• TASK STATEMENT: Exact repetition is required: output every record in full.

(Stored dataset items)

▼

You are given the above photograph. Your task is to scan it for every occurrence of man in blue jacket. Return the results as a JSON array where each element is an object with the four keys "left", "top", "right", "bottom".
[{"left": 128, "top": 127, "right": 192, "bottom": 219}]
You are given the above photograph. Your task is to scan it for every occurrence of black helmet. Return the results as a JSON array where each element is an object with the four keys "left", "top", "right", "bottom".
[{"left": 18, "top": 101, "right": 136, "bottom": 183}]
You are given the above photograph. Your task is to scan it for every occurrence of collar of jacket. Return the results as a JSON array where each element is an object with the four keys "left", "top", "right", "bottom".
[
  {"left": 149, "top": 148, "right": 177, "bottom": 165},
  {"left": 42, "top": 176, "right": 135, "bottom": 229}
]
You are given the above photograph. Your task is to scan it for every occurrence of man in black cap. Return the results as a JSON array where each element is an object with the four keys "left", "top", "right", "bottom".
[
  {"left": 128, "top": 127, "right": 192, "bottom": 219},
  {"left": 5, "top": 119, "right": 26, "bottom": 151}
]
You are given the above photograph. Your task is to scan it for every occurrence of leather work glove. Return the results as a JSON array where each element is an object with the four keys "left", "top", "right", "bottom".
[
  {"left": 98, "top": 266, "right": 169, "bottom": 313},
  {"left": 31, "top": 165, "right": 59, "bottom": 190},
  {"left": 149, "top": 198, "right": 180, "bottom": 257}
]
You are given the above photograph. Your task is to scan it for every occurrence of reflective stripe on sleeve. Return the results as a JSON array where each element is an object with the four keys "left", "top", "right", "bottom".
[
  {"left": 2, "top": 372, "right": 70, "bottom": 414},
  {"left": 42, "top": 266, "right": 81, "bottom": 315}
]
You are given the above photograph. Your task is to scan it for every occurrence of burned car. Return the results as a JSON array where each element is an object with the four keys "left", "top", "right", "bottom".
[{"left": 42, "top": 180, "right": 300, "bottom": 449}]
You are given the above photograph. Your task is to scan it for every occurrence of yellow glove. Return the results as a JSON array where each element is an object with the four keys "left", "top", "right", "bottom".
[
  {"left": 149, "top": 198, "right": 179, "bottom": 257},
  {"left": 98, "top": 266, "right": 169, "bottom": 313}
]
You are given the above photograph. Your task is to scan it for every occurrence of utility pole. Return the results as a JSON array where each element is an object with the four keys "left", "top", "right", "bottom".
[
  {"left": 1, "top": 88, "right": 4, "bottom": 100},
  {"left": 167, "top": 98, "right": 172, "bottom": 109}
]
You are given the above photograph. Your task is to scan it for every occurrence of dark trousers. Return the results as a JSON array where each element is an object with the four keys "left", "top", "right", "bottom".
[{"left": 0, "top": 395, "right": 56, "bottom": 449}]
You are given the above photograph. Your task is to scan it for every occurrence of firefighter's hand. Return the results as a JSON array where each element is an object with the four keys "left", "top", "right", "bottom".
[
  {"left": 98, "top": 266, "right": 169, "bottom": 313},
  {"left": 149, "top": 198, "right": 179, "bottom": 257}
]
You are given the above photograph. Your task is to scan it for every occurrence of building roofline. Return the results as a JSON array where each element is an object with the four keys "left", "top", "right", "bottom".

▲

• PROBLEM SOLUTION:
You are given the above photograph. Your task is to scan it for every occurrence of man in blue jacket. Return the results as a JSON array where each element is an object with the four keys "left", "top", "right", "bottom".
[{"left": 128, "top": 127, "right": 192, "bottom": 219}]
You are given the above photograph. Your task is to scan it for every occurrence of black helmet. Return the results as a JSON array where each element is an object with the four keys "left", "top", "right", "bottom".
[{"left": 18, "top": 101, "right": 136, "bottom": 183}]
You are given the above photograph. Your task is to scan it for every occurrence of collar of jacket. Return the results as a JSON array where each element is an object with the four keys "left", "top", "right", "bottom".
[
  {"left": 149, "top": 148, "right": 177, "bottom": 165},
  {"left": 42, "top": 176, "right": 135, "bottom": 229}
]
You are given the above photograph. Your task is to scan it for every occurrence of man in black cap. Return the results as a JSON array where each element is an object with the four keys "left", "top", "right", "bottom".
[
  {"left": 128, "top": 127, "right": 192, "bottom": 219},
  {"left": 5, "top": 119, "right": 26, "bottom": 151}
]
You are given the above photograph. Your task is to scan it for every occurrence of leather work glove. Return the results as a JSON array where each element is an object with the four keys "left", "top", "right", "bottom".
[
  {"left": 98, "top": 266, "right": 169, "bottom": 313},
  {"left": 31, "top": 165, "right": 59, "bottom": 190},
  {"left": 149, "top": 198, "right": 180, "bottom": 257}
]
You are given the above photograph. Your task is to scan it for every occurrence of reflective stripe on sleeve. Return the results as a JSON array where each element is an object with the four keys "left", "top", "right", "bottom".
[
  {"left": 2, "top": 372, "right": 70, "bottom": 414},
  {"left": 42, "top": 266, "right": 81, "bottom": 315}
]
You are given the above photograph. Your task is to scan it for every occurrence of burned car. Return the results as a JSON array where each element is an object with the four keys "left", "top", "right", "bottom".
[{"left": 42, "top": 180, "right": 300, "bottom": 449}]
You are given the above photograph. Your task is to scan it for every occurrence of yellow glove. Return the results as a JSON array where each element is an object with the four keys "left", "top", "right", "bottom".
[
  {"left": 149, "top": 198, "right": 179, "bottom": 257},
  {"left": 98, "top": 266, "right": 169, "bottom": 313}
]
You are given the above photograph. Your task is to scan it for every occurrence of utility pole. Return the results as a JSON array where each element is an object with the four keys "left", "top", "right", "bottom".
[
  {"left": 1, "top": 88, "right": 4, "bottom": 100},
  {"left": 167, "top": 98, "right": 172, "bottom": 109}
]
You are given the above photograph. Your task is to scan it for every occurrence of dark trousers. Return the results as a JSON array where each element is an object with the four keys "left", "top", "right", "bottom".
[{"left": 0, "top": 395, "right": 56, "bottom": 449}]
You are given the above photograph. Your task is to scan it for every occurrence of firefighter's hand. Return the results as a JSON array where each element is an object with the four keys "left", "top", "right", "bottom".
[
  {"left": 98, "top": 266, "right": 169, "bottom": 313},
  {"left": 149, "top": 198, "right": 179, "bottom": 257}
]
You are given the above photograph. Your task is to scan it for every occurrence of building roofline. Return the results as a JSON array where each element is an object with the four keys "left", "top", "right", "bottom".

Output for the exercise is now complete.